Point-based annotation data:
----
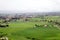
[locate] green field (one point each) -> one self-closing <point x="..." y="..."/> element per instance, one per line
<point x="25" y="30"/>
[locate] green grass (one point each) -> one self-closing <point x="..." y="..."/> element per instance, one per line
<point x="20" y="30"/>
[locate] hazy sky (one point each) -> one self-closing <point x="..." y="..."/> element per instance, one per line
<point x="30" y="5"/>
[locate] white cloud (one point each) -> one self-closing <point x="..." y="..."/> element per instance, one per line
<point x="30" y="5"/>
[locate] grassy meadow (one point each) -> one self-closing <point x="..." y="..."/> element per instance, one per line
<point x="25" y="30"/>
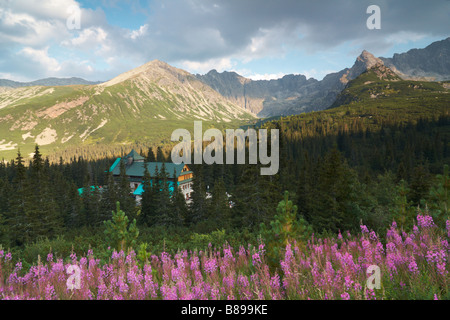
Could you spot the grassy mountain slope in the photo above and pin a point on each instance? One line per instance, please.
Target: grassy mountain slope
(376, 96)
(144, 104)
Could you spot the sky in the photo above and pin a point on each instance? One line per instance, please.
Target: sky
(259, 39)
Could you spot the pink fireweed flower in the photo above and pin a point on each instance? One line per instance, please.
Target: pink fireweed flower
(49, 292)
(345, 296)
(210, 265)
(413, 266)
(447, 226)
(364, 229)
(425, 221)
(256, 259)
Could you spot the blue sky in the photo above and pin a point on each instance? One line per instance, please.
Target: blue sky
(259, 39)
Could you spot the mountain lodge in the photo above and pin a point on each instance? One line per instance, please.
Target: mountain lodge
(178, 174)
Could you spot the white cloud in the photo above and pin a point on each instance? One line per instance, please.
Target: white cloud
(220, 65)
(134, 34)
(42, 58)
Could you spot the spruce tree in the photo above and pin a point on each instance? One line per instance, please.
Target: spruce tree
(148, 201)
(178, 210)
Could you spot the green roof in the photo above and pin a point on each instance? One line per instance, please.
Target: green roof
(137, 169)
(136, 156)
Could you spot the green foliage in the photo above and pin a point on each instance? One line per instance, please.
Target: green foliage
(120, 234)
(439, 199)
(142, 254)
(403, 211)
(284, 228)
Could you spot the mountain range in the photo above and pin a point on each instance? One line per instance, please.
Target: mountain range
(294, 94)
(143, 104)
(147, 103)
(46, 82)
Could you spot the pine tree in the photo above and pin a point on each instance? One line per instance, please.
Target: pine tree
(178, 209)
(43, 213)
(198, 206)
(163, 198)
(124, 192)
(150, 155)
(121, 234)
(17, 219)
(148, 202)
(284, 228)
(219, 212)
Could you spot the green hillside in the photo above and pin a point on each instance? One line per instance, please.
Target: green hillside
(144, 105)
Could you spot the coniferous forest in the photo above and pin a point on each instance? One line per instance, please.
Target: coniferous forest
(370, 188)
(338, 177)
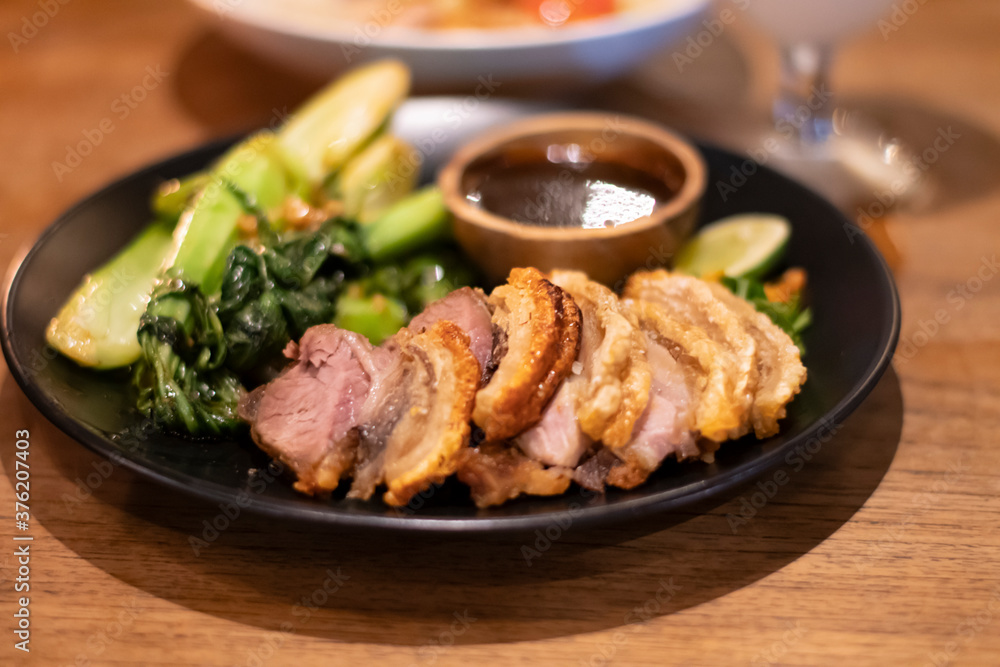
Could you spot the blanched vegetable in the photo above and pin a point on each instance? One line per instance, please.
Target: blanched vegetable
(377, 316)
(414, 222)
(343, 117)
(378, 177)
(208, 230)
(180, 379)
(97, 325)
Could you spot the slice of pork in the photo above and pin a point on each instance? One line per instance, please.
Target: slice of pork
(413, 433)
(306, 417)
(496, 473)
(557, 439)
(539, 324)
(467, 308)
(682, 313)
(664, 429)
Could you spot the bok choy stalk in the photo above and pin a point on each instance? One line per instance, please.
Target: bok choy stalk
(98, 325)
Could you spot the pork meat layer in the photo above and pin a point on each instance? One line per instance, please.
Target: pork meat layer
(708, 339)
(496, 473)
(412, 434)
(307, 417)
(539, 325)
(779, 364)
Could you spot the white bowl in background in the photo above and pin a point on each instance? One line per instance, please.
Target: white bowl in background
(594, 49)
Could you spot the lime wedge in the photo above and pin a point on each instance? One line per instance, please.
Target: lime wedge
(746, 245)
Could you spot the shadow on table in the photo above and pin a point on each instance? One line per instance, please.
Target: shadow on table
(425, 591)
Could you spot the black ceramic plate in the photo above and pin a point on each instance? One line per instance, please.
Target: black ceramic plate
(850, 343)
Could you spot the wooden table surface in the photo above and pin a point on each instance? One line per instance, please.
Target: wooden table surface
----
__Exercise prompt__:
Rewrite the material from the line containing "Could you spot the wooden" through the end of the material, substituting "oak" for "wooden" and leaving everything else unchanged.

__Solution for this exercise__:
Could you spot the oak table surface in the photo above and pin a point on each instance? One line per instance, please.
Target: oak table surface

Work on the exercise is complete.